**Work to be completed:** Rewrite all of the records below, replacing "bounding box" with "enclosing rectangle" and keeping everything else unchanged. Omit the pictures from the rewritten version.

(Region annotation entries)
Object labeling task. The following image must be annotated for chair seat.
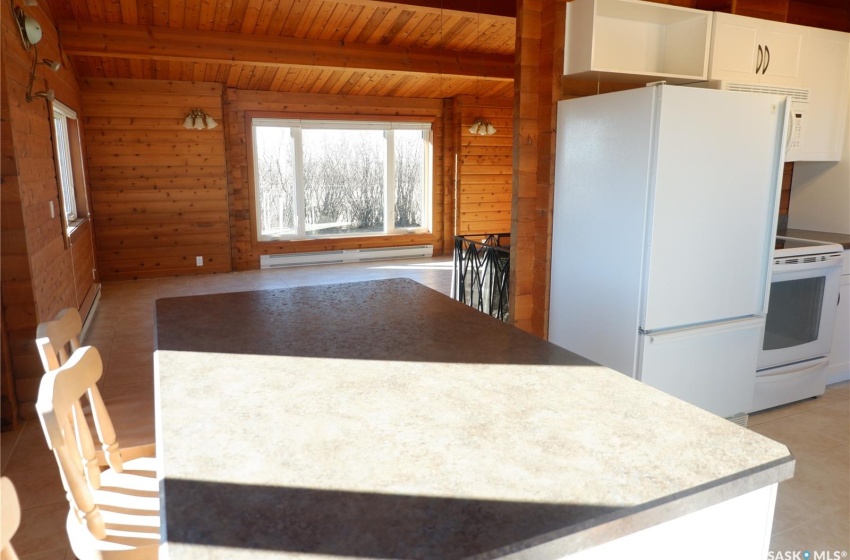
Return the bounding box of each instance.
[66,457,160,560]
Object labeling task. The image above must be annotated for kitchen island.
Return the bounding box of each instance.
[155,279,794,559]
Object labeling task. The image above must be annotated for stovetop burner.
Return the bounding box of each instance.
[774,235,844,257]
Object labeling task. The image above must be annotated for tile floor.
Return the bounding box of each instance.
[0,258,850,560]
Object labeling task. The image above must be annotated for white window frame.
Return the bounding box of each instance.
[251,117,433,241]
[52,100,81,230]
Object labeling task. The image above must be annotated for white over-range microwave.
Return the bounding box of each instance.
[751,237,843,412]
[688,80,810,161]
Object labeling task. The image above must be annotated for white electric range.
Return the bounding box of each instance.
[751,236,844,412]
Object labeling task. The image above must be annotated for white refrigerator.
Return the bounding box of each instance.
[549,85,788,418]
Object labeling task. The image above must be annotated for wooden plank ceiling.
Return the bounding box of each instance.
[51,0,516,98]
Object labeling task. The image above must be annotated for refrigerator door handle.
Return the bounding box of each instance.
[646,317,764,344]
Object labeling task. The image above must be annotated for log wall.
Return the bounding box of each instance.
[454,96,513,235]
[225,89,451,270]
[82,78,231,280]
[0,4,94,417]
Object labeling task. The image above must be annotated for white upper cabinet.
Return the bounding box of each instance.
[709,13,804,87]
[564,0,712,84]
[797,28,850,161]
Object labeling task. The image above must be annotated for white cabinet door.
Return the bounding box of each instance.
[709,13,764,82]
[640,319,764,418]
[710,13,804,86]
[796,29,850,161]
[826,255,850,383]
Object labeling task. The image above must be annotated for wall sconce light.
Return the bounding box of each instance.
[11,0,41,50]
[469,117,496,136]
[183,109,218,130]
[27,44,62,103]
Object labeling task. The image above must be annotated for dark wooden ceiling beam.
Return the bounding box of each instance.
[345,0,516,19]
[59,21,514,80]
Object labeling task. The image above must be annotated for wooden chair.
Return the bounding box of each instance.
[0,476,21,560]
[36,346,160,560]
[35,307,156,466]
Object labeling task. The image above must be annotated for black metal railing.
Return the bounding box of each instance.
[452,233,511,321]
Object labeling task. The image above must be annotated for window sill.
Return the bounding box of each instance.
[68,218,87,238]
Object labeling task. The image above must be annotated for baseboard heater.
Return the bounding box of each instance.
[260,245,434,268]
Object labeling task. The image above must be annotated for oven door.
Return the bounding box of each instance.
[758,259,841,370]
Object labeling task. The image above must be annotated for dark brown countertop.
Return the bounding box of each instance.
[155,279,794,560]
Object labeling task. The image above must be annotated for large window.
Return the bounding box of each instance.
[252,119,431,240]
[53,101,87,229]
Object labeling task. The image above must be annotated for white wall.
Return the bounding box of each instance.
[788,100,850,234]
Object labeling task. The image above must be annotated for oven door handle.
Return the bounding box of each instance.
[771,259,841,274]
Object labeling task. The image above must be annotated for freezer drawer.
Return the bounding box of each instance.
[638,318,764,418]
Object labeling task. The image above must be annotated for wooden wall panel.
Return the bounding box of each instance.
[0,4,94,418]
[456,97,513,235]
[81,78,231,280]
[225,89,451,270]
[509,0,552,332]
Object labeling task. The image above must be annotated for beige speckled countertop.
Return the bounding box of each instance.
[156,280,794,560]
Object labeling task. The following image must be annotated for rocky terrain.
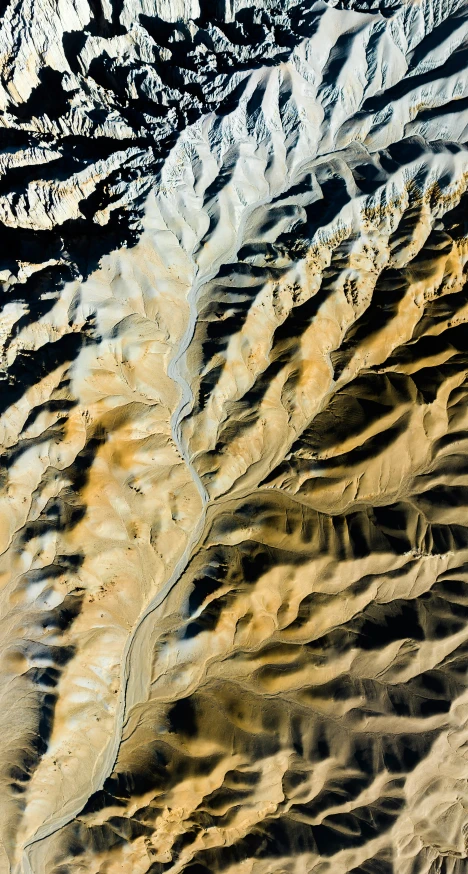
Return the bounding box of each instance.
[0,0,468,874]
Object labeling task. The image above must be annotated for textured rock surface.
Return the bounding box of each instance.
[0,0,468,874]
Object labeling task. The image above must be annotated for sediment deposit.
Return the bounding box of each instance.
[0,0,468,874]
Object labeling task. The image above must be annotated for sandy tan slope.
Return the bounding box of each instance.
[0,0,468,874]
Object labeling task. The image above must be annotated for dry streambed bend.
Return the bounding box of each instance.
[0,0,468,874]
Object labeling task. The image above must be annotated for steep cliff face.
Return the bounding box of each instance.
[0,0,468,874]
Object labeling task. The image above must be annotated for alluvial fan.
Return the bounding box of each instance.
[0,0,468,874]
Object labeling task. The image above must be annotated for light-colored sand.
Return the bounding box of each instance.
[0,0,468,874]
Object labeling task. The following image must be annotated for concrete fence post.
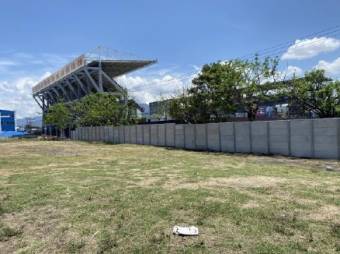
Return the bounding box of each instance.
[310,119,315,158]
[337,119,340,160]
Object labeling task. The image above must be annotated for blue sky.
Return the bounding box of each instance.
[0,0,340,117]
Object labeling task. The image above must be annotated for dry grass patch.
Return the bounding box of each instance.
[0,140,340,253]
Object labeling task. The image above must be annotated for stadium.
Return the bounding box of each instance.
[32,48,157,114]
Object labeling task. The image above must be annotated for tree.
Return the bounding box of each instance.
[287,70,340,118]
[44,103,72,136]
[73,93,133,126]
[170,61,244,123]
[238,56,282,121]
[170,56,280,123]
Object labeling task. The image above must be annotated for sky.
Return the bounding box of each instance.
[0,0,340,118]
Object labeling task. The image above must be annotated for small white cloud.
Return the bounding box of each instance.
[284,65,303,77]
[0,73,48,118]
[116,71,194,103]
[315,57,340,76]
[0,59,17,66]
[282,37,340,60]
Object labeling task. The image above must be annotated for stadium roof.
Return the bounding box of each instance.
[32,47,157,110]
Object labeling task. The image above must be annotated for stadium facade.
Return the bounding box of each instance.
[0,109,15,132]
[32,48,156,113]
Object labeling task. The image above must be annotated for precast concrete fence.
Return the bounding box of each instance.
[71,118,340,160]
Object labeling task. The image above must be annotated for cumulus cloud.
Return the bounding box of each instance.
[0,73,49,118]
[283,65,303,78]
[282,37,340,60]
[315,57,340,76]
[116,71,195,103]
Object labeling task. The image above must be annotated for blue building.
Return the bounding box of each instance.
[0,109,15,132]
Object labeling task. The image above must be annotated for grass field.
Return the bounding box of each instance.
[0,140,340,253]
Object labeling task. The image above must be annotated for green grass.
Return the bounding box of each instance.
[0,140,340,253]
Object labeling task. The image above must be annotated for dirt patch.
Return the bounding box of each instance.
[306,205,340,222]
[241,200,260,209]
[163,176,286,189]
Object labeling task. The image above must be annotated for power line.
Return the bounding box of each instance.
[129,25,340,92]
[240,25,340,59]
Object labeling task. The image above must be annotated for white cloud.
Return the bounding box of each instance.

**Exercise solution:**
Object labeling task. The following image must be annotated for chair seat.
Return the enclosing rectangle of each instance.
[66,457,160,560]
Object labeling task. The image above must be annotated for kitchen island.
Return the enclosing rectangle of each instance.
[155,279,794,559]
Object labeling task. The image above must be annotated for stovetop burner.
Return the enclosing rectangle of each instance.
[774,235,844,257]
Object labeling task. The image above must be annotated for tile floor.
Return the enclosing rectangle of each instance.
[0,258,850,560]
Object labeling task. The image above must be annotated for white window frame.
Return the enclosing rectangle of each instance.
[251,117,433,241]
[52,100,81,230]
Object labeling task. The image above must be annotated for white over-range microwave.
Return the enclosing rectangle of each instance.
[751,237,843,412]
[688,80,810,161]
Object labeling task. The image above must be annotated for white electric range.
Return the enclosing rectangle of each instance.
[751,236,844,412]
Object labeling task. The image above must be annotated for white refrigerator.
Return the enclosing rectangle of each instance.
[549,85,788,418]
Object labeling task. The image above must be annotated for wooden plank ceiling.
Return the enclosing rectangle of each instance.
[51,0,516,98]
Object labeling task. The image above must be annotated for refrigerator door handle.
Return the enclosing rectangle of each instance.
[646,317,764,344]
Object labeling task. The image above must be annotated for log wall.
Return the enclosing rectangle of each instance.
[454,96,513,235]
[225,89,451,270]
[82,78,231,280]
[0,4,94,417]
Object labeling task. The image above must be annotated for white upper cabinet.
Return the enclosing rectangle of each instance.
[709,13,804,87]
[564,0,712,84]
[797,28,850,161]
Object labeling task. The image above must be annotated for white cabinet door.
Return the enclosing rectangle of each instance.
[709,13,764,82]
[640,319,764,418]
[710,13,804,86]
[796,29,850,161]
[826,255,850,383]
Object labeling task. The image above must be annotated for wall sconce light.
Return the enclosing rectangle of each instance.
[11,0,41,50]
[469,117,496,136]
[183,109,218,130]
[27,44,62,103]
Object labeling task. The image above must be annotated for dark wooden ceiling beam.
Return the enclosing rectangle of each instance.
[345,0,516,19]
[59,21,514,80]
Object labeling task. The image above must be annotated for wooden chair.
Return the enclosing rectangle of each instance.
[0,476,21,560]
[36,346,160,560]
[35,307,156,466]
Object labeling task. The image above must be annotated for black metal railing.
Return the enclosing rectangle of each instance.
[452,233,511,321]
Object labeling task. The image above must be annotated for window sill.
Return the enclosing rectangle of each instance.
[68,218,87,238]
Object labeling task. The image above must be annotated for baseboard heater.
Return the enclosing rectangle of each instance.
[260,245,434,268]
Object labeling task. The image above must be annotated for oven door.
Return the enclosing rectangle of each instance.
[758,259,841,370]
Object labeling task. The image above must be annotated for dark brown countertop.
Return the enclosing rectangle of each instance.
[155,279,794,560]
Object labeling task. The image above must be annotated for large window.
Return the enclosing rectangle of each instance.
[252,119,431,240]
[53,101,87,229]
Object labeling task. The image above must be annotated for white wall.
Return the enclosing rectangle of each instance.
[788,100,850,234]
Object labeling task. The image above must be annotated for oven door handle.
Return the enclosing rectangle of each instance.
[771,259,841,274]
Object labeling task. The image above must be annotated for freezer drawer.
Return the enclosing rectangle of each instance.
[638,318,764,418]
Object labeling task. The image above must be annotated for wooden wall panel.
Return the enclosing rectangle of each instance.
[0,4,94,418]
[456,97,513,235]
[81,78,231,280]
[225,89,451,270]
[509,0,552,332]
Object labeling task. The image above must be annotated for beige speckled countertop.
Return the enclosing rectangle of each instance.
[156,280,794,560]
Object labeling task. The following image must be annotated for rocky terrain.
Return the enclosing rectangle of each instance.
[0,0,468,874]
Object labeling task. The image above must be annotated for textured rock surface.
Return the enclosing rectangle of each instance.
[0,0,468,874]
Object labeling task. The image above must be annotated for sediment deposit.
Return the enclosing rectangle of each instance.
[0,0,468,874]
Object labeling task. The image above must be annotated for sandy tan slope.
Return the enclosing rectangle of each instance.
[0,0,468,874]
Object labeling task. The image above must be annotated for dry streambed bend.
Return the enclosing rectangle of each instance.
[0,0,468,874]
Object labeling task. The image above must be annotated for steep cliff face.
Return the enclosing rectangle of each instance.
[0,0,468,874]
Object labeling task. The image above must be annotated for alluvial fan.
Return the enclosing rectangle of each instance.
[0,0,468,874]
Object labeling task. The image above must be annotated for light-colored sand.
Return the enclosing rectangle of each instance.
[0,0,468,874]
Object labeling task. The following image must be annotated for concrete fence post.
Return the enclosing rectangle of each instance.
[310,119,315,158]
[337,119,340,160]
Object labeling task. The image above must be annotated for blue sky.
Return the enclosing rectangle of each instance.
[0,0,340,117]
Object labeling task. The image above must be annotated for dry grass patch.
Return the enclosing rectangle of each instance.
[0,140,340,253]
Object labeling task. The image above must be annotated for stadium.
Return the enclosing rectangle of each instance.
[32,48,157,114]
Object labeling task. The image above must be annotated for tree.
Return the enclosing rectangle of each instance.
[287,70,340,118]
[44,103,72,136]
[73,93,133,126]
[170,61,244,123]
[238,56,282,121]
[170,56,280,123]
Object labeling task. The image above must be annotated for sky.
Return the enclosing rectangle of each instance.
[0,0,340,118]
Object labeling task. The image above must be annotated for small white cloud.
Return the enclosing rectangle of each instance.
[284,65,303,77]
[0,73,48,118]
[116,71,194,103]
[315,57,340,76]
[0,59,17,66]
[282,37,340,60]
Object labeling task. The image above must be annotated for stadium roof.
Return the enclosing rectangle of each instance.
[32,47,157,110]
Object labeling task. The image above must be annotated for stadium facade.
Return the enclosing rectangle of each instance.
[0,109,15,132]
[32,48,156,113]
Object labeling task. The image above must be annotated for precast concrete fence.
Return the enclosing rectangle of each instance.
[71,118,340,160]
Object labeling task. The image above must be annotated for cumulus cloud.
Return the enclosing rectangle of each instance.
[0,73,49,118]
[283,65,303,78]
[282,37,340,60]
[315,57,340,76]
[116,71,195,103]
Object labeling task. The image above must be annotated for blue building.
Return the enclosing rectangle of each instance.
[0,109,15,132]
Object labeling task. The image above must be annotated for grass field.
Return the enclosing rectangle of each instance.
[0,140,340,253]
Object labeling task. The image above must be annotated for green grass.
Return the enclosing rectangle of each instance.
[0,140,340,253]
Object labeling task. The image above must be annotated for dirt patch.
Return the enclosing rectangle of each instance.
[306,205,340,222]
[241,200,260,209]
[163,176,286,189]
Object labeling task. The image above must be annotated for power line.
Return the enclosing rectangle of each instance.
[129,25,340,92]
[240,25,340,59]
Object labeling task. The image above must be annotated for white cloud.
Return the enclosing rectangle of each instance.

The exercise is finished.